What you need to do: Reproduce the listing below word for word, keeping every line exactly as it appears.

Data for processing:
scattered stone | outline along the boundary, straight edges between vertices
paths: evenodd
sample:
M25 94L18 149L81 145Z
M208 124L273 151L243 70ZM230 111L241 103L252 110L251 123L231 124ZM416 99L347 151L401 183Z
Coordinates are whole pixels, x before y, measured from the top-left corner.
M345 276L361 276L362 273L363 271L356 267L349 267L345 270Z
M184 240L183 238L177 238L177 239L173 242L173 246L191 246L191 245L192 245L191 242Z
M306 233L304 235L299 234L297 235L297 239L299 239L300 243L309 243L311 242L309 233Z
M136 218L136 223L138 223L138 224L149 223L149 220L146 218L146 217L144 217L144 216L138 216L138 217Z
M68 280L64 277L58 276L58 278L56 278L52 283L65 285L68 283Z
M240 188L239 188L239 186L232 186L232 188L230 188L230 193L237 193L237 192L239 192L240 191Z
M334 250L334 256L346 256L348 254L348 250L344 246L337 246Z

Correct output:
scattered stone | outline along the boundary, straight edges between vertices
paths: evenodd
sample:
M25 94L18 149L81 145Z
M208 124L273 151L243 70ZM230 111L241 103L252 110L251 123L231 124ZM416 99L347 151L401 183Z
Coordinates are whole pixels, x before y, measured from the top-left corner.
M345 276L361 276L362 273L363 271L356 267L349 267L345 270Z
M184 240L183 238L177 238L177 239L173 242L173 246L191 246L191 245L192 245L191 242Z
M306 233L304 235L299 234L297 235L297 239L299 239L300 243L309 243L311 242L309 233Z
M136 218L136 223L138 223L138 224L149 223L149 220L146 218L146 217L144 217L144 216L138 216L138 217Z
M68 280L64 277L58 276L58 278L56 278L52 283L65 285L68 283Z
M240 188L239 188L239 186L232 186L232 188L230 188L230 193L237 193L237 192L239 192L240 191Z
M334 250L334 256L346 256L348 254L348 250L344 246L337 246Z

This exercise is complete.